The diagram below illustrates the relationships between these cell types:
Deep dive into each cell type
Now that we know the general purpose of each cell type, it’s a good time to dig a little deeper into each of them. This lets us explore both their implementation details, as well as the spirit behind these objects and how they interact with each other in a real-life environment. I have tried my best to avoid repeating the existing unofficial specifications and instead only focus on the security-relevant and sparsely documented aspects of the format, but if any redundant information makes it into this section, please bear with me. 🙂
Key nodes
As keys are the most important part of the registry, key nodes are the most important and complex of all cell types. When dumped in WinDbg, the layout of the _CM_KEY_NODE structure is as follows:
0: kd> dt _CM_KEY_NODE /r
nt!_CM_KEY_NODE
+0x000 Signature : Uint2B
+0x002 Flags : Uint2B
+0x004 LastWriteTime : _LARGE_INTEGER
+0x00c AccessBits : UChar
+0x00d LayerSemantics : Pos 0, 2 Bits
+0x00d Spare1 : Pos 2, 5 Bits
+0x00d InheritClass : Pos 7, 1 Bit
+0x00e Spare2 : Uint2B
+0x010 Parent : Uint4B
+0x014 SubKeyCounts : [2] Uint4B
+0x01c SubKeyLists : [2] Uint4B
+0x024 ValueList : _CHILD_LIST
+0x000 Count : Uint4B
+0x004 List : Uint4B
+0x01c ChildHiveReference : _CM_KEY_REFERENCE
+0x000 KeyCell : Uint4B
+0x008 KeyHive : Ptr64 _HHIVE
+0x02c Security : Uint4B
+0x030 Class : Uint4B
+0x034 MaxNameLen : Pos 0, 16 Bits
+0x034 UserFlags : Pos 16, 4 Bits
+0x034 VirtControlFlags : Pos 20, 4 Bits
+0x034 Debug : Pos 24, 8 Bits
+0x038 MaxClassLen : Uint4B
+0x03c MaxValueNameLen : Uint4B
+0x040 MaxValueDataLen : Uint4B
+0x044 WorkVar : Uint4B
+0x048 NameLength : Uint2B
+0x04a ClassLength : Uint2B
+0x04c Name : [1] Wchar
In the following subsections, each member is discussed in more detail.

### PROVIDED DATA
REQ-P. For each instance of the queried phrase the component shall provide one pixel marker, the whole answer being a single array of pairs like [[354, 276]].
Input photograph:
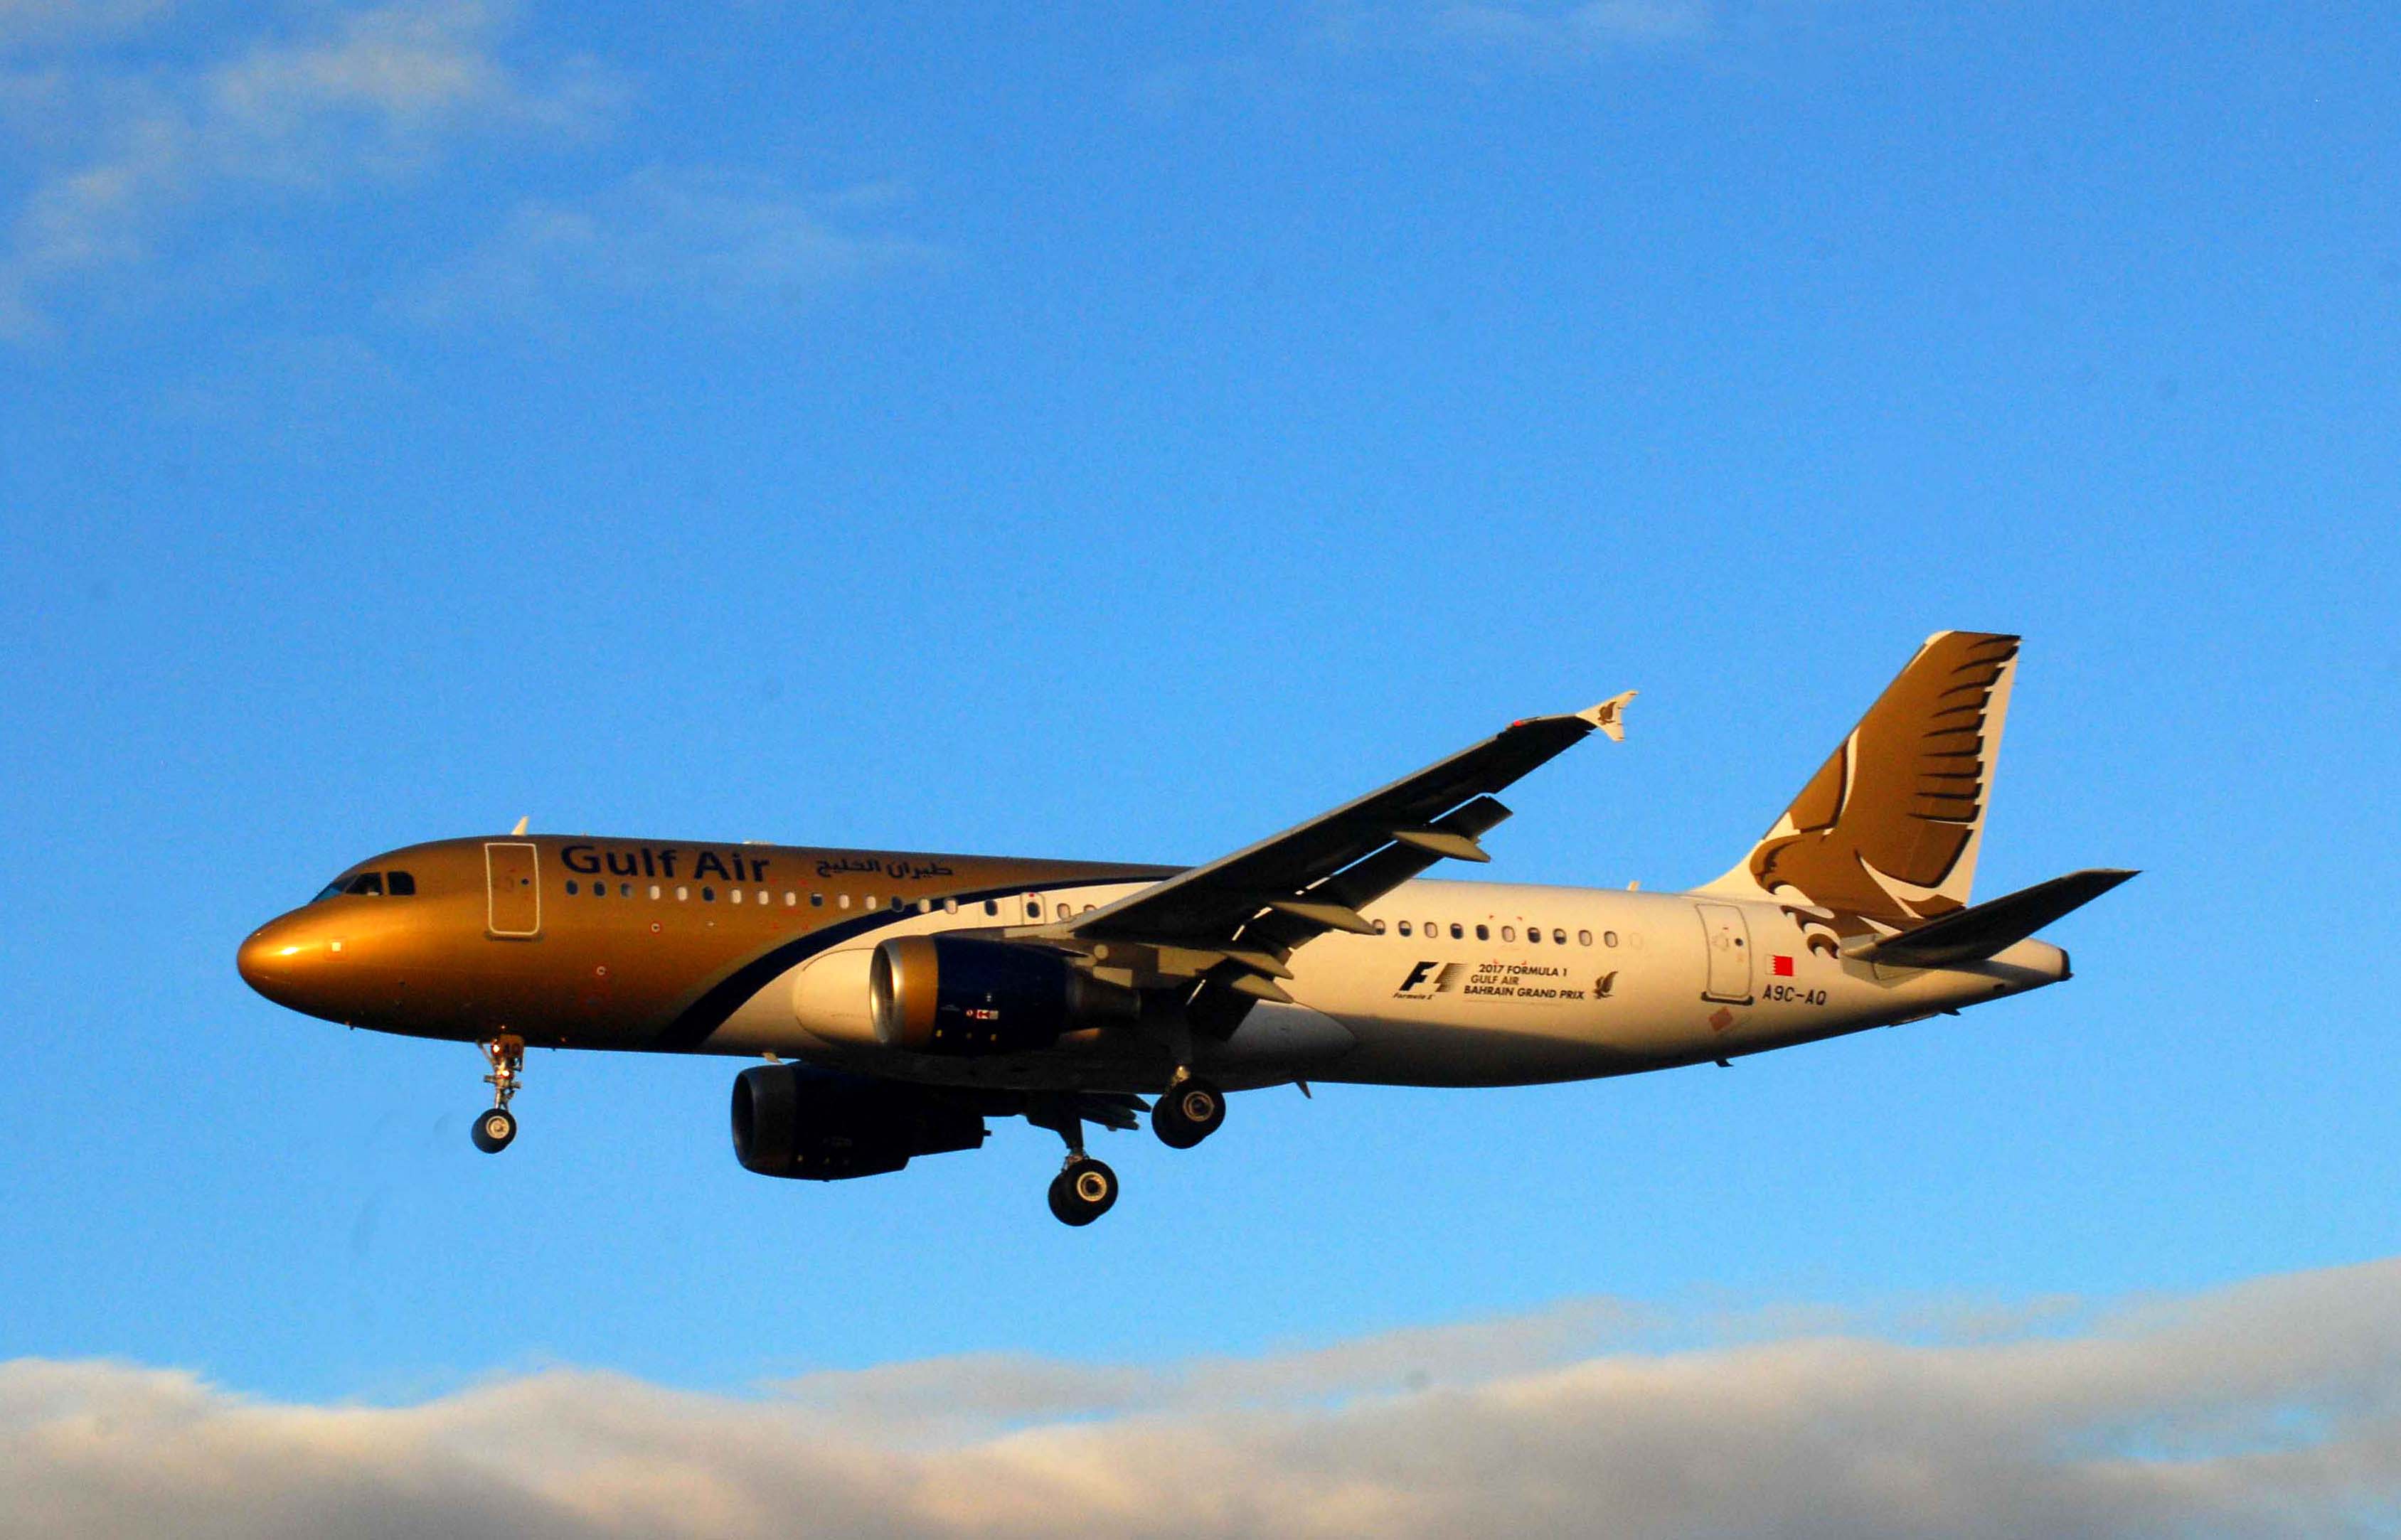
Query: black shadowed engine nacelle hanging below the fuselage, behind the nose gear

### PROBLEM DESCRIPTION
Answer these questions about the registry key node passage:
1. Which aspects of the format does the author say the section focuses on?
2. What structure is displayed when key nodes are dumped in WinDbg?
3. At what offset does the Security member appear in that structure?
Rely solely on the registry passage above, not on the data.

### YOUR SOLUTION
1. The security-relevant and sparsely documented aspects of the format.
2. _CM_KEY_NODE.
3. +0x02c.